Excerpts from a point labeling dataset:
===============

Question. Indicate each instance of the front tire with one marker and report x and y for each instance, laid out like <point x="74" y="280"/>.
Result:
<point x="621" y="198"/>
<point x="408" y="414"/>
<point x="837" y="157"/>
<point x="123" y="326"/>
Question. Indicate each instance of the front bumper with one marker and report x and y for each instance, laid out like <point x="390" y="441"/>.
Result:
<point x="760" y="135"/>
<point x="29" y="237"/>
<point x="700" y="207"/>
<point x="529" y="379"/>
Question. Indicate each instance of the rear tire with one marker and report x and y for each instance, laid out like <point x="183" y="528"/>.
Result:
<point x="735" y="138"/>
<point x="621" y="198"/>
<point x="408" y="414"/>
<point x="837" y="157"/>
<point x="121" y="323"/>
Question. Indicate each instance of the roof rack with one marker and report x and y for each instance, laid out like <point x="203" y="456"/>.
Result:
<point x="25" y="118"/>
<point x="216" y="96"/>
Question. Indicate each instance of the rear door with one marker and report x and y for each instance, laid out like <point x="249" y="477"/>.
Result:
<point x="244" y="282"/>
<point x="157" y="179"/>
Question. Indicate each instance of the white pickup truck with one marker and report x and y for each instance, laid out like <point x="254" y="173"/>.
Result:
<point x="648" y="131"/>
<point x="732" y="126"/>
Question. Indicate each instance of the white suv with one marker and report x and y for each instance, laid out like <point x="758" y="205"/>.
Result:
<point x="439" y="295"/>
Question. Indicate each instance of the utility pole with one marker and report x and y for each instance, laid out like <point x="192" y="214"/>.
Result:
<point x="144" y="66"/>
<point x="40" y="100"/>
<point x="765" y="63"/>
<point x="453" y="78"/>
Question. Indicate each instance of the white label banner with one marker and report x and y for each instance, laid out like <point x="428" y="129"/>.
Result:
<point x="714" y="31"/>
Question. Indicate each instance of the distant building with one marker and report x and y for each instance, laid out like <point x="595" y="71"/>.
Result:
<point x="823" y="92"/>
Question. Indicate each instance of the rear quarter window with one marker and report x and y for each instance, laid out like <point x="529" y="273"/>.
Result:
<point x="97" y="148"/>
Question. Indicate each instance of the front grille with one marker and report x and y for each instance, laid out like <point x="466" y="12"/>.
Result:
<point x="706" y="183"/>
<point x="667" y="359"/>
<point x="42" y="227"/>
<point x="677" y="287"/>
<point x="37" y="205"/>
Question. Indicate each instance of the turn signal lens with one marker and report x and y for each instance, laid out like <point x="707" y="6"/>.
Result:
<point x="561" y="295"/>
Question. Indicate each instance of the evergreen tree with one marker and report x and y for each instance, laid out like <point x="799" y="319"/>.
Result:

===============

§ **Exercise prompt**:
Please reproduce only the part of the data that opens with the line containing "Question. Indicate each instance of the white suv" and runs to the end of the data. Swap "utility pole" for "power pole" and change nothing else.

§ **The answer**:
Question. Indicate each instance of the white suv with one marker and report x and y for each instance, laid out like <point x="758" y="205"/>.
Result:
<point x="439" y="295"/>
Question. Indicate each instance of the power pole with one marker and report x and y for each instance, laid out like <point x="192" y="214"/>.
Result:
<point x="144" y="66"/>
<point x="40" y="100"/>
<point x="765" y="63"/>
<point x="453" y="78"/>
Question. Indicate each instance of the white label banner with one marker and report x and y for each instance, laid out like <point x="428" y="129"/>.
Result:
<point x="714" y="31"/>
Question. Indicate each instance of the distant building with one marker and report x and y for each instance, laid out like <point x="595" y="71"/>.
Result:
<point x="823" y="92"/>
Question. Indicate each instance of the rear quarter window with one marker and report x and y for each instance, laid out like <point x="529" y="273"/>.
Result:
<point x="97" y="148"/>
Question. Indicate each instance of the front grille with one marker and report x and y for each instance, laid out like <point x="466" y="12"/>.
Result:
<point x="706" y="183"/>
<point x="667" y="359"/>
<point x="42" y="227"/>
<point x="677" y="287"/>
<point x="37" y="205"/>
Question. Indicate each instance of the turn signal lens with one marker and report x and y for each instance, laid out like <point x="707" y="6"/>.
Result:
<point x="561" y="295"/>
Question. Indicate each instance of the evergreen tree with one marker and report x and y for each instance, laid out like <point x="799" y="319"/>.
Result:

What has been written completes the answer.